- Entries shown:
----
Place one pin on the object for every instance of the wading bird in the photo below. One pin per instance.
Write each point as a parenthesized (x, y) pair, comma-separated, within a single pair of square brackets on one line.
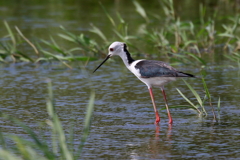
[(150, 72)]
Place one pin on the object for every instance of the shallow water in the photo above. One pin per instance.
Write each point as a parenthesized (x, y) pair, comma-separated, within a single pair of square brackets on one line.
[(123, 117)]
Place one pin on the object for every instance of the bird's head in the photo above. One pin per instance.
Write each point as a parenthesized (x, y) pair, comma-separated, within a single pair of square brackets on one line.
[(116, 48)]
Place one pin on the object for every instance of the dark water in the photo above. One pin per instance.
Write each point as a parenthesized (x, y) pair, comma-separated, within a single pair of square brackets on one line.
[(123, 121)]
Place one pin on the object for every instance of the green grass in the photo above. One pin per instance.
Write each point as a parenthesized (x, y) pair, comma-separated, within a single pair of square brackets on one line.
[(181, 42), (36, 146), (200, 104)]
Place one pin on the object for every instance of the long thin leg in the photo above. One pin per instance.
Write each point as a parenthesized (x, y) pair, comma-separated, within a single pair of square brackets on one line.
[(154, 106), (165, 98)]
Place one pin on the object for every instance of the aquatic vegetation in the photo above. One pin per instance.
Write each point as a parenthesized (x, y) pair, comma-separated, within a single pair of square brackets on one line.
[(36, 147), (200, 106)]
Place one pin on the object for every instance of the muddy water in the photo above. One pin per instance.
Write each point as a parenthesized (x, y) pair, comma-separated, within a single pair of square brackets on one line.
[(123, 117)]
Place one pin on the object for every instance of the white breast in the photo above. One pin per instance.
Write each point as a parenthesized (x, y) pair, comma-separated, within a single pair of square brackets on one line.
[(154, 81)]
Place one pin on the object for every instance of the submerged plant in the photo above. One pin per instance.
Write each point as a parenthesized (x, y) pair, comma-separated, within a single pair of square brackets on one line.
[(37, 147), (200, 107)]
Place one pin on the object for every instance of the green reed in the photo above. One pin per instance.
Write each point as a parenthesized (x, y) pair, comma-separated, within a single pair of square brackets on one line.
[(200, 105), (37, 147)]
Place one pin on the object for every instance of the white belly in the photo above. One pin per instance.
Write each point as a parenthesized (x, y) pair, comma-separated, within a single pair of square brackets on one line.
[(157, 81), (154, 81)]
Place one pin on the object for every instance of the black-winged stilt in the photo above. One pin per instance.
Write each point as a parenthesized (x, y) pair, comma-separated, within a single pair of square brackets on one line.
[(150, 72)]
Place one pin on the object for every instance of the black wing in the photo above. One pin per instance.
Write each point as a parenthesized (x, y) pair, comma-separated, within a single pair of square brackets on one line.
[(152, 68)]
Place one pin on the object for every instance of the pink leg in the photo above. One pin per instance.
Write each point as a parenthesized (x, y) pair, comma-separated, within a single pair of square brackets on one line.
[(165, 98), (154, 106)]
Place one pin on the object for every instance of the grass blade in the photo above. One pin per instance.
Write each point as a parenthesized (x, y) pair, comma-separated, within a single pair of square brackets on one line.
[(87, 123), (195, 107)]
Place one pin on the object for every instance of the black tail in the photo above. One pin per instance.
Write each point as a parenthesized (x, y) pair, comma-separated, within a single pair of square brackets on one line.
[(182, 74)]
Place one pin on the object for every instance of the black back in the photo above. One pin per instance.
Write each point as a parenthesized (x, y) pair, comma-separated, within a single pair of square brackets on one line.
[(152, 68)]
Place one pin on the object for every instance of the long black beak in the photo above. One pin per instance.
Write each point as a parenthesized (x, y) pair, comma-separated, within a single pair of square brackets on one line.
[(102, 62)]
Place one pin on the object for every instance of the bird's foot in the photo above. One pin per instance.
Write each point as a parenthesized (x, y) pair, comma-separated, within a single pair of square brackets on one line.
[(157, 120), (170, 120)]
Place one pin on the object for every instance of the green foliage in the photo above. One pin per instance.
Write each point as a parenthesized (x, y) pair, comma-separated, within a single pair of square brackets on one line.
[(180, 41), (200, 106), (37, 147)]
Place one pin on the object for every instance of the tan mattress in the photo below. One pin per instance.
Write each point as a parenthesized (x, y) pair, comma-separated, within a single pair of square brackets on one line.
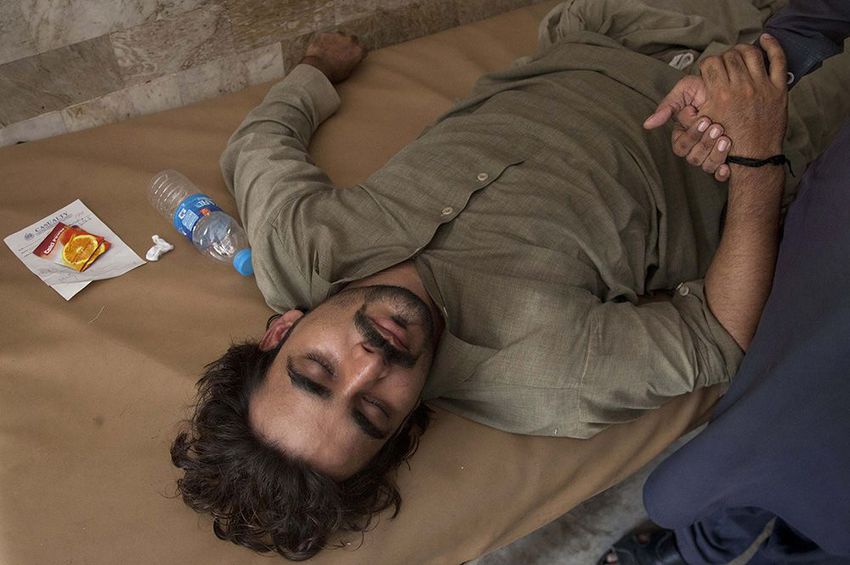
[(92, 390)]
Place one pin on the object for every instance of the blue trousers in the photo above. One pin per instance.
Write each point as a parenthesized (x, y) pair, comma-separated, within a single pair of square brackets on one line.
[(778, 444)]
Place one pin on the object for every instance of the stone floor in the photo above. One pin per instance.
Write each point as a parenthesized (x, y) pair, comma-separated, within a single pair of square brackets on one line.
[(581, 536)]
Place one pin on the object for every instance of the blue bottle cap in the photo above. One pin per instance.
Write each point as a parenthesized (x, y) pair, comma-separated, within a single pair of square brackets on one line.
[(242, 263)]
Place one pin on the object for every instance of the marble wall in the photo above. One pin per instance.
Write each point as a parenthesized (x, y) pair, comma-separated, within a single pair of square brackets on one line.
[(67, 65)]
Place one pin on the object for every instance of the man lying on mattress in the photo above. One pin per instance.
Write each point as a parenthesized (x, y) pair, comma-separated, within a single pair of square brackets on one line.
[(536, 261)]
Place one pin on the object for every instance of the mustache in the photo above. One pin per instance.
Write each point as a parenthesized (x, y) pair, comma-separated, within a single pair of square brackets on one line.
[(373, 337)]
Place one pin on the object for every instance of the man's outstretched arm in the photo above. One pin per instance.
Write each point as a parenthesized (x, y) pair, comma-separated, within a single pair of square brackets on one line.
[(809, 31), (266, 164), (753, 104)]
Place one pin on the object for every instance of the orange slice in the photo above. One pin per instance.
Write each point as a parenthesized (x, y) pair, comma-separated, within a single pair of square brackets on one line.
[(79, 249)]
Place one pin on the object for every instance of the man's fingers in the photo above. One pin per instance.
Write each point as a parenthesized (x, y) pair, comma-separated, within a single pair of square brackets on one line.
[(661, 116), (689, 91), (778, 63), (696, 141), (717, 156)]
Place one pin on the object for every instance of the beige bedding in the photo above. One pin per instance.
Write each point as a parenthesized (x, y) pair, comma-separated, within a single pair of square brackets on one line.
[(91, 390)]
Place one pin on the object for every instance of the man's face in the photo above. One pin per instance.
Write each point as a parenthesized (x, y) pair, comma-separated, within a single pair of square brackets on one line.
[(346, 378)]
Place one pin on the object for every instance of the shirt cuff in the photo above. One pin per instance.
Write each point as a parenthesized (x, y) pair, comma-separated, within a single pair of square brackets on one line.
[(721, 354), (321, 91)]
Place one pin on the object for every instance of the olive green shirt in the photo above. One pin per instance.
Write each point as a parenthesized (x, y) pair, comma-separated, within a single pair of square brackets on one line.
[(538, 213)]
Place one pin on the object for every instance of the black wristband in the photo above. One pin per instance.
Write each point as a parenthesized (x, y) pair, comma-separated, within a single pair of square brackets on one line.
[(780, 159)]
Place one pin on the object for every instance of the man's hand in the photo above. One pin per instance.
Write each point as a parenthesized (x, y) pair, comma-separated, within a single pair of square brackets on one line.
[(701, 142), (749, 101), (335, 54), (688, 92)]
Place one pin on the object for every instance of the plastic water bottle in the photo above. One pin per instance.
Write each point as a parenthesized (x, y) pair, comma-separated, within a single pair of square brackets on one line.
----
- Do this:
Could you reproduce, word for word, the lines from the one holding "the white breast" through the one holding "[(154, 81)]", both of those included?

- Solved problem:
Place one pin on the object for every instance of the white breast in the photo above. One pin per instance.
Write each point as a parenthesized (x, y) pair, comma-separated, within a single pair of square brackets on one line.
[(154, 81)]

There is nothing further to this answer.